### やること
「For the evaluation set, indicate each instance of the black」を含む行からデータの最後までを、両端の行も含め、空行を除いた番号付きリストに書き直すこと。

### 提供データ
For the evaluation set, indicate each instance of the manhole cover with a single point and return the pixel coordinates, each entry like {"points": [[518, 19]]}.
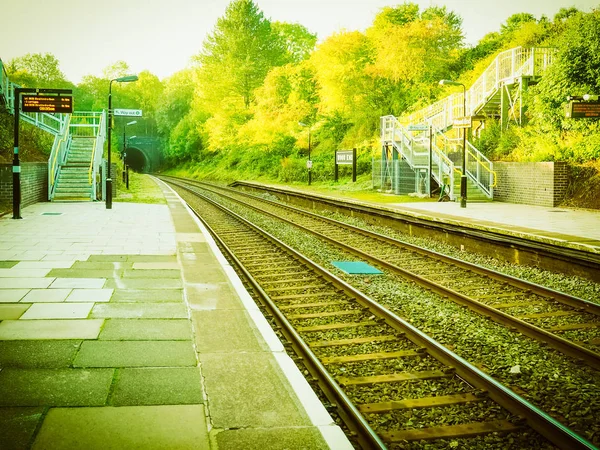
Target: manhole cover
{"points": [[356, 267]]}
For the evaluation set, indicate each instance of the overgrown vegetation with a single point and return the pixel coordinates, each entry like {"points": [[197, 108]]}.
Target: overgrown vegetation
{"points": [[236, 112]]}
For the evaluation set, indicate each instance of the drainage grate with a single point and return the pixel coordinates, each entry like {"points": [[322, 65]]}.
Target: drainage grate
{"points": [[356, 267]]}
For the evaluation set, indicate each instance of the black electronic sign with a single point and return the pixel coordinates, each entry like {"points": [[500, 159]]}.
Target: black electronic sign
{"points": [[579, 110], [47, 103]]}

### 回答
1. For the evaluation set, indicate each instance of the black electronic sign with a single point and return the pixel coordinates, each entry like {"points": [[500, 159]]}.
2. Target: black electronic sign
3. {"points": [[579, 110], [47, 103]]}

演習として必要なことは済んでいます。